Specifically, compressional and shear velocities are
measured in 0°, 45°, and 90° orientation to bedding plane
of the particular shale sample. In previous studies, these
measurements were accomplished using three-plug-
method, which would require to core three independent
core plugs oriented horizontally, in 45°, and vertically. In
this study, we designed and implemented a special core
holder to perform non-destructive, efficient, reliable,
multidirectional, and simultaneous ultrasonic
compressional and shear velocity measurements on the
single 1.5 in. cylindrical core plug under simulated in-situ
conditions.
Our results provide an insight into the elastic mechanical
behavior and the degree of anisotropy that organic shales
may experience under in-situ conditions. Specifically, we
find and quantify that the Young’s moduli in the direction
parallel to the bedding plane is greater than perpendicular
to it. The degree of anisotropy in terms of Thomsen
anisotropy parameters and horizontal to vertical ratio of
Young’s moduli have been estimated under elevated
pressures on the up and down pressure cycles. It was
observed that anisotropy decreases dramatically with
increase in pressure, but does not approach zero. It was
concluded that this observed phenomena at high confining
pressures may potentially be explained by the existence of
some degree of intrinsic anisotropy in organic matter and
clay particles.
The estimation of Young’s moduli in vertical and
horizontal directions has been investigated based on the
application of the two different sets of equations. One is the
appropriate isotropic equations, and the second is VTI
equations. It was discovered that the degree of discrepancy
between estimation of Young’s moduli by these two
methods is on the order of 15%-20%. This result is a very
important finding. Thus, it is crucial to obtain an accurate
direct measurement of the C13 stiffness coefficient in order
to have true estimation of the vertical and horizontal
Young’s moduli.

Written task: In the excerpt on shale anisotropy, what degree of discrepancy was found between the Young's moduli estimated with the isotropic equations and those estimated with the VTI equations?

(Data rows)
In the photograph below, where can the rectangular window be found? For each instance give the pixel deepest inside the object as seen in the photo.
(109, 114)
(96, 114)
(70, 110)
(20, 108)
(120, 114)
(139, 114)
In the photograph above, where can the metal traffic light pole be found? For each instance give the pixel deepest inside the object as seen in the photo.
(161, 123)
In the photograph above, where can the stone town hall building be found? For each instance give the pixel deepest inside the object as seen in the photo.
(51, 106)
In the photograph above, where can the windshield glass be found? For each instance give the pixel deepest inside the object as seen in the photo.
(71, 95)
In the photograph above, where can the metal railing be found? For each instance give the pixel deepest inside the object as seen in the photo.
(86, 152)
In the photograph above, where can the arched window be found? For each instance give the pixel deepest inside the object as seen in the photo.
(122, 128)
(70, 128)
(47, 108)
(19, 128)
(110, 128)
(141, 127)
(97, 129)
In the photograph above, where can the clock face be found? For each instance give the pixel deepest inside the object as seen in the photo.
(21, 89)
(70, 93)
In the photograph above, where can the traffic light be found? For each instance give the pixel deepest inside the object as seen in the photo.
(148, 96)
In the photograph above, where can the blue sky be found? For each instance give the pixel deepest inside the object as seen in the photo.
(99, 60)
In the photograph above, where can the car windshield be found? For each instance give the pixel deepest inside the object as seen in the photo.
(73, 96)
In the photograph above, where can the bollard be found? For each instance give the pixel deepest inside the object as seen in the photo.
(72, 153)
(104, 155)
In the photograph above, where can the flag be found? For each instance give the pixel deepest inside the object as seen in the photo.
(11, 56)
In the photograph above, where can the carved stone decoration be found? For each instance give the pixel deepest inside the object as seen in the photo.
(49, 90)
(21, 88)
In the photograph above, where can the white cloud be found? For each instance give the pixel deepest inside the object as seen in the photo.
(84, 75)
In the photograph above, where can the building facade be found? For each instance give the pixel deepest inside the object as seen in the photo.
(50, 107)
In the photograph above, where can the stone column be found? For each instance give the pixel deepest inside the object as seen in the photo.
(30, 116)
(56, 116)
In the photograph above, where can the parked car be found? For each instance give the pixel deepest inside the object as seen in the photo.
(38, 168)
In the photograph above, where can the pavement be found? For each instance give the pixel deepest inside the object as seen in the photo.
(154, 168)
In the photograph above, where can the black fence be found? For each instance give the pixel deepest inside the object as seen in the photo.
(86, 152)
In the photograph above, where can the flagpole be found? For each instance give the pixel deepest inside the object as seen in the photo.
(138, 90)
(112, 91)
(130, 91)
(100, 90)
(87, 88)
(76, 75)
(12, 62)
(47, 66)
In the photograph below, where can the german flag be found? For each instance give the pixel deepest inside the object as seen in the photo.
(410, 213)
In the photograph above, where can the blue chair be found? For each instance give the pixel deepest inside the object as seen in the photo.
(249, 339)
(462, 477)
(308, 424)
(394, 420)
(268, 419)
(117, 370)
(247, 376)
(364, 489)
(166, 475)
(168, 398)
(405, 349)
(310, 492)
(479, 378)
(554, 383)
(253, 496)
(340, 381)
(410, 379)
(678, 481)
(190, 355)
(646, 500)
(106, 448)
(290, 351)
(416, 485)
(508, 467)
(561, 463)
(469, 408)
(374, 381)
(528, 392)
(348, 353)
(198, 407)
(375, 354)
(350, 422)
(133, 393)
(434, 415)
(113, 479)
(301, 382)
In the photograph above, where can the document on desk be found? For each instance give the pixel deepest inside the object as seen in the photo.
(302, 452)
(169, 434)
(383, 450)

Complete output: The discrepancy was on the order of 15%-20%.